• Extrait de texte:
----

Michel Monnereau : son nom d’entrée donne le ton. Entre l’euphonie qui le fait parent à peine lointain de la divine Marilyn et les sonorités finales qui bordent les noms de famille sur la côte ouest, en bord d’océan, on ne peut que partir d’une complicité qui ne se dément pas à la lecture.

Il faudrait y ajouter sans doute l’imprégnation des étals de marchés de quartiers à Paris, le sens des répliques qu’on entend (qu’on entendait ?)  avec l’appel d’une autre histoire, toujours à faire glisser sous les mots comme dans la chanson de Gérard Lenorman « à la porte d'Italie, On commence le voyage/
Un camion et une nuit/ Et ce sont les lointains rivages/
Nous ne sommes pas des manchots… ».

Michel Monnereau n’est vraiment pas un manchot…
Je suis passé parmi vous est bien le recueil le plus abouti de tout cela que le poète a su ramasser dans le cours de son histoire personnelle, et sa production littéraire à tiroirs qui ne compte pas les publications (poésie, romans, scène…)

----

• Travail à faire: Dans l'extrait ci-dessus, relevez les genres de la production littéraire du poète qui sont énumérés entre parenthèses.

----

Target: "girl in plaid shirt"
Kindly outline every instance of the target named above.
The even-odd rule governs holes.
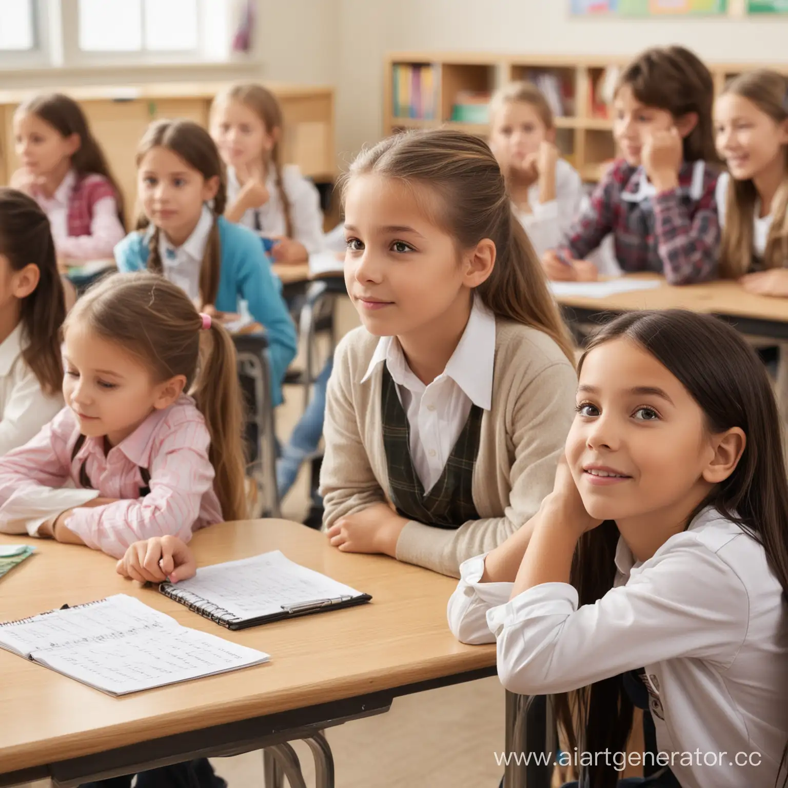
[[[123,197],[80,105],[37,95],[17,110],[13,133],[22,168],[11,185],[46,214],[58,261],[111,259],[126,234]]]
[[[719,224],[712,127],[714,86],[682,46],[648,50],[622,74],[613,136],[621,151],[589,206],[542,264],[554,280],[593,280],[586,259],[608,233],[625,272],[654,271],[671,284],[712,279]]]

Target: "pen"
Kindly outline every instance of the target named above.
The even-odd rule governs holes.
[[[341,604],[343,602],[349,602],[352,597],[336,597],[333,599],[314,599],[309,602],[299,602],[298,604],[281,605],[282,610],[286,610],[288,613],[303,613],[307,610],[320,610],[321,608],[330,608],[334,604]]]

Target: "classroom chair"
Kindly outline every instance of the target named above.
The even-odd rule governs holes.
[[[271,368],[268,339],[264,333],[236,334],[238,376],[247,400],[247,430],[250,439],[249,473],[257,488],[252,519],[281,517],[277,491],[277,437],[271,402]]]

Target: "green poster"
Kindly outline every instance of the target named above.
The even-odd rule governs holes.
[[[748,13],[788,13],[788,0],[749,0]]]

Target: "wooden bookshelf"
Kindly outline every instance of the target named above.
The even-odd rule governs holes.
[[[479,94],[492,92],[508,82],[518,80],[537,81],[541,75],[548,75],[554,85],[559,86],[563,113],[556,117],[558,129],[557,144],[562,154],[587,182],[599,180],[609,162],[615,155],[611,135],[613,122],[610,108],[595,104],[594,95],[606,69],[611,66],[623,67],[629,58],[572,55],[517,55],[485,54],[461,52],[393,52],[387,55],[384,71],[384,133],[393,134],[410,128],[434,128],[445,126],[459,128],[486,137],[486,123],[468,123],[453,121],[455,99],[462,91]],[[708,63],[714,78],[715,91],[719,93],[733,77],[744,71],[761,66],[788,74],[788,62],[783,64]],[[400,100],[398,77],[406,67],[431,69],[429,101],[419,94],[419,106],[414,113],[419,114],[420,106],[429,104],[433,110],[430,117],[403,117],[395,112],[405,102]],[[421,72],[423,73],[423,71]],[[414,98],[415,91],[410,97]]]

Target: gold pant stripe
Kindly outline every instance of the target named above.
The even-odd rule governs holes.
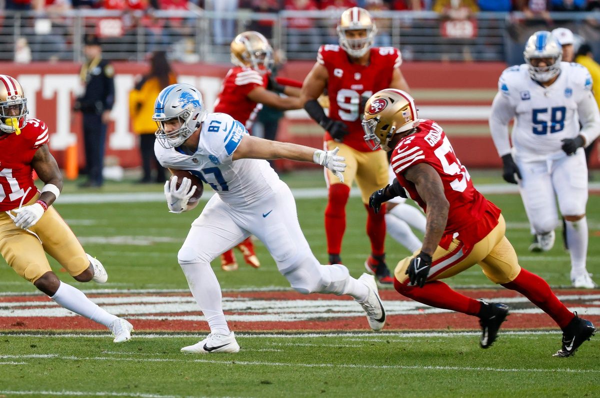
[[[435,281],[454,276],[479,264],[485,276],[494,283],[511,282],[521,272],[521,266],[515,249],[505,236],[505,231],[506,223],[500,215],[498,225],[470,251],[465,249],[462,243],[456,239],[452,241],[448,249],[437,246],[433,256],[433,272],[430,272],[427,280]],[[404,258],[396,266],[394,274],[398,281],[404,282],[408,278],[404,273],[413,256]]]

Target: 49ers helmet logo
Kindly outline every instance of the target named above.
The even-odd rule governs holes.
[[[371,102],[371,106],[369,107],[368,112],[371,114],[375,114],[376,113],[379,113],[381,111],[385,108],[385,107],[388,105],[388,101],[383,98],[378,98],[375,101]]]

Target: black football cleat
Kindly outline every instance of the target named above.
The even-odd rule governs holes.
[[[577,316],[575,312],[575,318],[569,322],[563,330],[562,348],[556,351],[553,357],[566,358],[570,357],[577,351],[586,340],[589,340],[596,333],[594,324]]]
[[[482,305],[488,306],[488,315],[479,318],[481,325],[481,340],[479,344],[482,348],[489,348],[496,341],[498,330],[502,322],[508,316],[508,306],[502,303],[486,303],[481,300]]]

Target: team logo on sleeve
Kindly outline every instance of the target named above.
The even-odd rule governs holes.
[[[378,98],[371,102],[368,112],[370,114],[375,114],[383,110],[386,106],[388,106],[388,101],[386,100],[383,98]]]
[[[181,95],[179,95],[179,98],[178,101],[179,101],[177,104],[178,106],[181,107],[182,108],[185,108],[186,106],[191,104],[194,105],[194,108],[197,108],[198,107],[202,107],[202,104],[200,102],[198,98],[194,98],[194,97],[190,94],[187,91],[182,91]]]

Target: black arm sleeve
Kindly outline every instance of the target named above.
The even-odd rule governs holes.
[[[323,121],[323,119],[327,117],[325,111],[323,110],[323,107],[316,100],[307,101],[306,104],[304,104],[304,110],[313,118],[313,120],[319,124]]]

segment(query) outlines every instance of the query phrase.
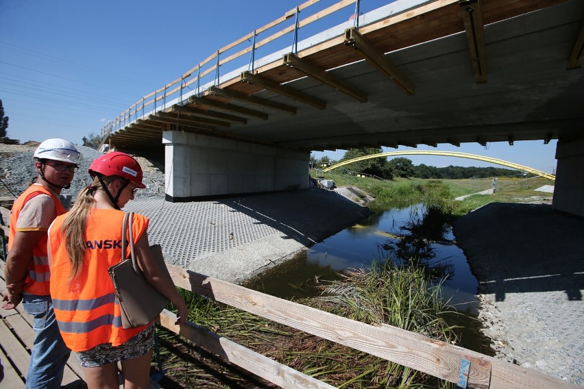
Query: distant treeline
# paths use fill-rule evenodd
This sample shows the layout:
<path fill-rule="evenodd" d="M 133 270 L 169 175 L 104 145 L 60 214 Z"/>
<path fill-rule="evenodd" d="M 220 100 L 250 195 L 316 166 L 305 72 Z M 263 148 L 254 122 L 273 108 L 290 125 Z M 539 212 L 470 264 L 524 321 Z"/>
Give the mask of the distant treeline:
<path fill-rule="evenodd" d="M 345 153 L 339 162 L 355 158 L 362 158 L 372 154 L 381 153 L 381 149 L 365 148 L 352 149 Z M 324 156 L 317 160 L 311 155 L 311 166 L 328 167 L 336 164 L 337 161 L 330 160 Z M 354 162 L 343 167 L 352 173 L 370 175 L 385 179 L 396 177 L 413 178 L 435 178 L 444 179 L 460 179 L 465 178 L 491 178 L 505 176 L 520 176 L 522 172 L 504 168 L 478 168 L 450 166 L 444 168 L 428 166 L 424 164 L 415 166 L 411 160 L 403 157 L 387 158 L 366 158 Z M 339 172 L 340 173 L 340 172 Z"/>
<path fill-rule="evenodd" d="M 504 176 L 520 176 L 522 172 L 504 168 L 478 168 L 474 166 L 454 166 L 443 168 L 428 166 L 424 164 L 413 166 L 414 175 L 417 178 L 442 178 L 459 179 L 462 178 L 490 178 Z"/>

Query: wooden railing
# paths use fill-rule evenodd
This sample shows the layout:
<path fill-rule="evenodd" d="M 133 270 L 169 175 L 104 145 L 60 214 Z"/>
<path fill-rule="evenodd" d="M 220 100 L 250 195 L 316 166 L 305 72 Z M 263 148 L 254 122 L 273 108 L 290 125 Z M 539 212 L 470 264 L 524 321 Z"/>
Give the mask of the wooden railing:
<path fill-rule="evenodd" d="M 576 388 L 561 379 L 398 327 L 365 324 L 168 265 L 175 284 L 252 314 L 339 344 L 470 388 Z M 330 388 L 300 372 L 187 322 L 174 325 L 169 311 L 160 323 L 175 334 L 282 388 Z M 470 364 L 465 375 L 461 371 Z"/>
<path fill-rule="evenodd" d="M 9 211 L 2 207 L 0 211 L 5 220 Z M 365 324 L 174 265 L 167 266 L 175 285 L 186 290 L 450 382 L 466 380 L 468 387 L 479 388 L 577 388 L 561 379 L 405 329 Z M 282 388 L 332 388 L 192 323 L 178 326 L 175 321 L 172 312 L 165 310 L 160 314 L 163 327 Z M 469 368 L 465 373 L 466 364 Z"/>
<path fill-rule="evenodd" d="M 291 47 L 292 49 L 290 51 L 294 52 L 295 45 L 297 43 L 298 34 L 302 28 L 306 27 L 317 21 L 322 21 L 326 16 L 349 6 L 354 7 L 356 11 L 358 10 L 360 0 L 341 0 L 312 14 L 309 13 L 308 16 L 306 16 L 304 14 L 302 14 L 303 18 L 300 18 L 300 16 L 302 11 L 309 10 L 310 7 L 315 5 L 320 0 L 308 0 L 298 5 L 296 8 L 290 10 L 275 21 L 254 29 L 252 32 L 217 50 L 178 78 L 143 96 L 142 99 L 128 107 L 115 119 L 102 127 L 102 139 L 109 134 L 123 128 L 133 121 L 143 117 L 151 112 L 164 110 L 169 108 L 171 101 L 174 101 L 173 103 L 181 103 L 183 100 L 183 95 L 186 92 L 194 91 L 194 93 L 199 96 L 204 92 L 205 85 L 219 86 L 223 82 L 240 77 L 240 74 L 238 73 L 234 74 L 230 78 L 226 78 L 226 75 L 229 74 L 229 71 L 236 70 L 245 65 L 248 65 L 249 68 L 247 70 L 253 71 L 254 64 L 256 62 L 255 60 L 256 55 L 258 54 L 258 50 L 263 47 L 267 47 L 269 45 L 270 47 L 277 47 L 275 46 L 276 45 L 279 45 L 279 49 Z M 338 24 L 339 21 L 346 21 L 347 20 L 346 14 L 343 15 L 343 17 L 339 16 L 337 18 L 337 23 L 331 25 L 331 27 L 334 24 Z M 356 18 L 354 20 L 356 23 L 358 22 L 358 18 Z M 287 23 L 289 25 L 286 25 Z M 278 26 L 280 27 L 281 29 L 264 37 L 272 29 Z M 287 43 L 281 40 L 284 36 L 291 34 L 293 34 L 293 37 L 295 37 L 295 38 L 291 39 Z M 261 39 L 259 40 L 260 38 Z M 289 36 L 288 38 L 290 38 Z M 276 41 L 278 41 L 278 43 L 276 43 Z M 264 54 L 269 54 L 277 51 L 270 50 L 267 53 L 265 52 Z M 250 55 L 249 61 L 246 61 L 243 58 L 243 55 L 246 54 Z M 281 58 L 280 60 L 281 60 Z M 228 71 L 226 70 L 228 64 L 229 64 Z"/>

----

• Solution ci-dessous: poésie, romans, scène